[Opening EXTRACTED RECORDS section]

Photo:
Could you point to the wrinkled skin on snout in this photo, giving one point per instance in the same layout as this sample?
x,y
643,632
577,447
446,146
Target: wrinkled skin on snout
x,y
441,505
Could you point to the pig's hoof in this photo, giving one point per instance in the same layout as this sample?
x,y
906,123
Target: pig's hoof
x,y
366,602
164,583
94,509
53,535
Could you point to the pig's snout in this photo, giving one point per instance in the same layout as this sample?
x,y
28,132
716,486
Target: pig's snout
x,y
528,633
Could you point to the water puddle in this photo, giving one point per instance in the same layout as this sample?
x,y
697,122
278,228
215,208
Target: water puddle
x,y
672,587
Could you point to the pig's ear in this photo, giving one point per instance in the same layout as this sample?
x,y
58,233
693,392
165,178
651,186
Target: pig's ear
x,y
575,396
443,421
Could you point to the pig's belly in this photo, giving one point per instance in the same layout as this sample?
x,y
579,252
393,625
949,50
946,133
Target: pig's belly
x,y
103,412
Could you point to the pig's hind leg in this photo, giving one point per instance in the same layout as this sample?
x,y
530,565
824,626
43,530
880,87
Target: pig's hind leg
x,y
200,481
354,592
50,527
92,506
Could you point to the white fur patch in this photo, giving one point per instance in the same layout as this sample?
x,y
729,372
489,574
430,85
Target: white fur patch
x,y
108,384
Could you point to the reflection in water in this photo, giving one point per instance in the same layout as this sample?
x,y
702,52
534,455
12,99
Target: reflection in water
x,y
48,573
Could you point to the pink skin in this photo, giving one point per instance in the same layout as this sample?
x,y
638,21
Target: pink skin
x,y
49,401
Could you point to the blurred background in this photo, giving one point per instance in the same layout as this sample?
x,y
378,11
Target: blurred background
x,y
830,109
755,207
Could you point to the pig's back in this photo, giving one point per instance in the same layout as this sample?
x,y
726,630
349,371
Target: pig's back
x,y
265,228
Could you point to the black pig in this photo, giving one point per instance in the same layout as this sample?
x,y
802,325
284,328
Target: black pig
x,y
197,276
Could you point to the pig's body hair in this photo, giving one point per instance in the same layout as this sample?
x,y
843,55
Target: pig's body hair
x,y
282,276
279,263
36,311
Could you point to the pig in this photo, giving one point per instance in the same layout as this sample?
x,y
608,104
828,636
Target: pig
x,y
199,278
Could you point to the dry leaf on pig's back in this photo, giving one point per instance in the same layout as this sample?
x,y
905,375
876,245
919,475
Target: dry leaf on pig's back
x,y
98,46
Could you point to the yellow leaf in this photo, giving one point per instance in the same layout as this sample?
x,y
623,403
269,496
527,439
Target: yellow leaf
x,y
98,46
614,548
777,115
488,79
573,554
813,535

[Closing EXTRACTED RECORDS section]

◆ **WORK TO BE COMPLETED**: All of the data shown above should be printed exactly as given.

◆ **RESULT OF THE EXERCISE**:
Photo:
Could you point to the wrinkled skin on snout in this photo, giving one point per instance in the same layout as this sample?
x,y
643,632
577,447
446,146
Target: wrinkled skin on snout
x,y
441,505
Could you point to the pig's hoof in this photo, giving one point per instance in the same layout as this sample?
x,y
906,123
Target: pig's hoof
x,y
366,602
164,583
94,509
53,535
Could you point to the pig's snout in this photo, giving one point per instance in the same layout as this sample?
x,y
28,132
716,486
Target: pig's snout
x,y
528,633
Could you point to the water puddle in this photo, giving one point per instance in the same layout as this sample?
x,y
697,122
278,228
215,208
Target: water puddle
x,y
672,587
Could you point to the pig's ear in this photo, giving one point per instance in the same layout as this sample?
x,y
58,233
693,392
165,178
651,186
Target: pig's ear
x,y
575,396
443,421
Could you point to the pig's belly in this photo, giving one point per instance in the same layout as this sample?
x,y
579,252
393,625
949,50
946,133
Target: pig's belly
x,y
103,412
Could you point to the pig's hind leg in this photo, giving one point per instance in the same layout as this sample?
x,y
530,565
824,626
43,530
880,87
Target: pig's hind leg
x,y
200,481
354,592
50,527
92,506
Could you point to the white fur patch in this photo, giving one point per instance in the same layout as this sample?
x,y
729,372
489,574
430,85
Target: white fur patch
x,y
108,384
Could you point to the reflection in water in this photo, giving one point per instance in the same layout as this sample?
x,y
702,52
534,455
12,99
Target: reflection in water
x,y
48,573
Could you point to the pink skin in this photo, giving one point per instance in the same layout as this sample?
x,y
638,21
Target: pink skin
x,y
49,401
Could you point to the blurred background in this photo, giving one point per instance in the same layout as this sample?
x,y
378,11
Target: blurred background
x,y
830,109
755,207
Could you point to the pig's back in this photo, giving one point per instance in the same layout as this sample?
x,y
726,630
349,371
Target: pig's back
x,y
265,228
Could you point to the black pig in this photo, giving one point per instance in the same layout as this sample?
x,y
802,325
284,328
Target: black pig
x,y
197,276
Could you point to the pig's body hair in this photo, giving one point per instance in the same layout as this sample?
x,y
843,55
Target: pig's body hair
x,y
282,276
279,263
36,311
Could you point to the pig in this photo, giving one point per instance in the same layout as this sample?
x,y
608,104
828,636
Target: pig
x,y
199,278
Could you point to the dry leaf on pig's back in this photo, giving one point per instance in the same layout as this sample?
x,y
905,375
876,245
919,475
Target: dry leaf on pig's back
x,y
98,46
Could you point to the yellow leaf in this photo, giving one point per instance in the same layout as this sample?
x,y
623,403
269,496
527,439
Target: yellow leaf
x,y
98,46
614,548
777,115
488,79
573,554
813,535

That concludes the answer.